- _Requirement_
Reproduce the lines below, substituting "corner points" for "vertices" and keeping everything else the same. Leave the pictures out of your answer.

[Records from an annotation dataset]

======

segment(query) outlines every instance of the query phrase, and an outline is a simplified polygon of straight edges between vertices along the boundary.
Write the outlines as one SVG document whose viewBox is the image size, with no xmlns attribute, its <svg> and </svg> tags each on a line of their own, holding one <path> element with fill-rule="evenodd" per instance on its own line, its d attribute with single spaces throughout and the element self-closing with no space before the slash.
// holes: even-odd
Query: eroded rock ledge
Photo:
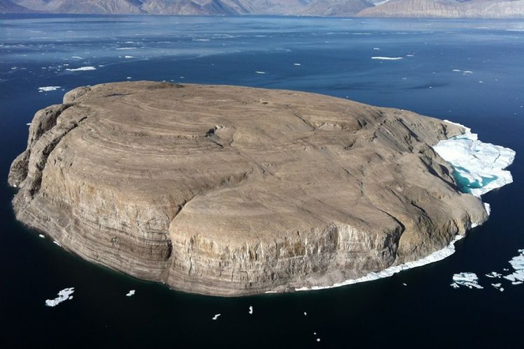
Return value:
<svg viewBox="0 0 524 349">
<path fill-rule="evenodd" d="M 84 258 L 187 292 L 330 285 L 487 216 L 432 149 L 459 126 L 292 91 L 137 82 L 40 110 L 17 218 Z"/>
</svg>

======

- _Correct output_
segment(query) outlines every instance of the query phrase, and an outline is a simplified polygon of straight edges between corner points along the boundary.
Write the outlines as one SVG document whose viewBox is the image size, with no xmlns attribute, its <svg> and </svg> tags each on a line of their own, holding one <path> element with fill-rule="evenodd" per instance on its own line, its d attribute with single spaces throughout and the element self-closing with no space before the slash.
// holes: even-odd
Query: eroded rock ledge
Photo:
Return value:
<svg viewBox="0 0 524 349">
<path fill-rule="evenodd" d="M 84 258 L 187 292 L 330 285 L 487 216 L 432 149 L 459 126 L 292 91 L 137 82 L 40 110 L 17 218 Z"/>
</svg>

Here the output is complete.